Rewrite the listing below with every "one dot per instance" swapped for "one point for each instance", keeping everything else unchanged and leaving out the pictures.
* Begin Extracted information *
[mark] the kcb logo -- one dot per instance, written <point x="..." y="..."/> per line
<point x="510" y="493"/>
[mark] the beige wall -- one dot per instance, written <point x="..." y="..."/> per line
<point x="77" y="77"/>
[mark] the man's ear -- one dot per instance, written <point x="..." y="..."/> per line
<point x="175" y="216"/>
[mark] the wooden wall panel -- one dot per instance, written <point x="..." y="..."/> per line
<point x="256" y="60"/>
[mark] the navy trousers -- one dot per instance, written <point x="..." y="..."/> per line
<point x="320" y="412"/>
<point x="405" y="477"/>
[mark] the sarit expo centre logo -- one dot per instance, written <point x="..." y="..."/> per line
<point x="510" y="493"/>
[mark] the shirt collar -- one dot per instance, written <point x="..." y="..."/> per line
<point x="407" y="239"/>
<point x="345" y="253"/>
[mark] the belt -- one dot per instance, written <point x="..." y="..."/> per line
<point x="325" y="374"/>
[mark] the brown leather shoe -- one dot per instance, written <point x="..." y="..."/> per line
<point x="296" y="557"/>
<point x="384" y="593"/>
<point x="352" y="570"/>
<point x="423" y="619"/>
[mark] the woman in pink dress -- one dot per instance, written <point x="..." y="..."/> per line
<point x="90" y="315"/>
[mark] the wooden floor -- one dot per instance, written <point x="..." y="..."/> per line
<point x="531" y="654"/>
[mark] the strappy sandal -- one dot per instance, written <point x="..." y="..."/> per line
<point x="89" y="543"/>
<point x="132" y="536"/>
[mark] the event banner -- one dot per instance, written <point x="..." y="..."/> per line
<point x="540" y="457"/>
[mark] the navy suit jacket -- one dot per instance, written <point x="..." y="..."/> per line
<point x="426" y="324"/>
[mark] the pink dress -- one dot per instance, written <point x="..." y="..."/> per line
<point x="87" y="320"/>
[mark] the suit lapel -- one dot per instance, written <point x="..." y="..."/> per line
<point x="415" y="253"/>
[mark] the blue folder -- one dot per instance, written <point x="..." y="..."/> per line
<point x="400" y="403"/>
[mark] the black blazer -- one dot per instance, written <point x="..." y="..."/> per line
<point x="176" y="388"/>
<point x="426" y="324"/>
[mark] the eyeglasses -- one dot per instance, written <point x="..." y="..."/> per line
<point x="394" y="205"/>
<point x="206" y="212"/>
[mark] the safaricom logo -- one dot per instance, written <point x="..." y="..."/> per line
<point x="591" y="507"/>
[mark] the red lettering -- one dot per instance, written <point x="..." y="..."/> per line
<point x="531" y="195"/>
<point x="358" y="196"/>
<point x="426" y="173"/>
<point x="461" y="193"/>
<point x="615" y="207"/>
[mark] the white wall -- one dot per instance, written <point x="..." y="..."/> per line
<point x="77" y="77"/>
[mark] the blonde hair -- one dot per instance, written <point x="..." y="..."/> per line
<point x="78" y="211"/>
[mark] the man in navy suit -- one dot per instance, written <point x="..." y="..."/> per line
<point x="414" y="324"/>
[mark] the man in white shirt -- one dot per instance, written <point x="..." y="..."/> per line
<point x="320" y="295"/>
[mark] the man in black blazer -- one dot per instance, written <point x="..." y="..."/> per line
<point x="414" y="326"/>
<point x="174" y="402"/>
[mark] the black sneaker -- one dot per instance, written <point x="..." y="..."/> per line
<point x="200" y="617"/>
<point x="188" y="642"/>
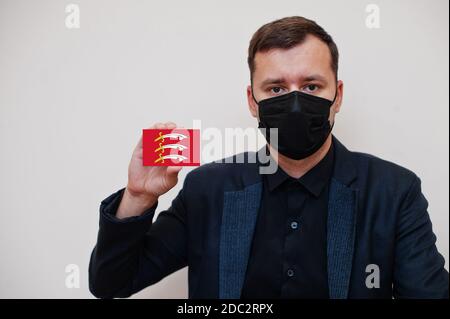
* End Extracted information *
**Response:**
[mark] the kcb logo -- one point for each instance, written <point x="..." y="..."/> per line
<point x="510" y="493"/>
[mark] the beige wall -- one point for each instance, written <point x="..." y="..."/> per line
<point x="77" y="77"/>
[mark] the man's ear -- one point for each instance, written <point x="..." y="..."/> per line
<point x="175" y="216"/>
[mark] the wooden wall panel -- one point for each instance, written <point x="..." y="..."/> per line
<point x="256" y="60"/>
[mark] the navy trousers -- one point for each instance, written <point x="..." y="..."/> per line
<point x="320" y="412"/>
<point x="405" y="477"/>
[mark] the sarit expo centre logo -- one point for each instance, written <point x="..." y="..."/> per line
<point x="510" y="493"/>
[mark] the shirt collar -- one point for each instance, written <point x="..." y="..."/> per line
<point x="407" y="239"/>
<point x="345" y="253"/>
[mark] the belt -- one point for each instance, written <point x="..." y="..."/> per line
<point x="325" y="374"/>
[mark] the brown leather shoe -- one point for each instance, written <point x="..." y="..."/> per line
<point x="296" y="557"/>
<point x="384" y="593"/>
<point x="352" y="570"/>
<point x="423" y="619"/>
[mark] the woman in pink dress -- one point for each instance, written <point x="..." y="..."/> per line
<point x="90" y="315"/>
[mark] the wooden floor -- one point for each instance, written <point x="..." y="..."/> per line
<point x="531" y="654"/>
[mark] the strappy sandal -- one point for each instance, written <point x="..." y="..."/> per line
<point x="89" y="543"/>
<point x="132" y="536"/>
[mark] the event banner -- one point for each instance, written <point x="..." y="..."/> per line
<point x="540" y="457"/>
[mark] the navy suit jacket -- one point for each instance, written <point x="..." y="..."/> per line
<point x="426" y="324"/>
[mark] the pink dress -- one point for each instance, written <point x="..." y="..."/> per line
<point x="87" y="320"/>
[mark] the suit lapel -- one point for each instance, written <point x="..." y="..."/> per line
<point x="415" y="253"/>
[mark] the blue folder -- one point for each instance, written <point x="..." y="..."/> per line
<point x="400" y="403"/>
[mark] the black blazer -- one point for each instance, written <point x="..." y="..."/> per line
<point x="176" y="388"/>
<point x="426" y="324"/>
[mark] the eyeglasses -- one point for each instance, written <point x="..." y="..."/> per line
<point x="394" y="205"/>
<point x="206" y="212"/>
[mark] the safaricom logo -- one point for each instance, written <point x="..." y="..."/> per line
<point x="591" y="507"/>
[mark] the red lettering -- one point for each instance, written <point x="..." y="..."/> per line
<point x="531" y="195"/>
<point x="358" y="196"/>
<point x="426" y="173"/>
<point x="461" y="193"/>
<point x="615" y="207"/>
[mark] the white wall -- one point for each instance, written <point x="..." y="..."/> per line
<point x="77" y="77"/>
[mark] the blonde hair -- one point for each instance, written <point x="..." y="..."/> per line
<point x="78" y="211"/>
[mark] the man in navy suit -- one point for each instance, written <point x="..." y="..."/> per line
<point x="414" y="324"/>
[mark] the man in white shirt -- one point for each instance, written <point x="..." y="..."/> per line
<point x="320" y="295"/>
[mark] the man in black blazer -- one point for each instance, written <point x="..." y="..."/> per line
<point x="414" y="326"/>
<point x="174" y="402"/>
[mark] the black sneaker -- one point for each instance, written <point x="..." y="..."/> per line
<point x="200" y="617"/>
<point x="188" y="642"/>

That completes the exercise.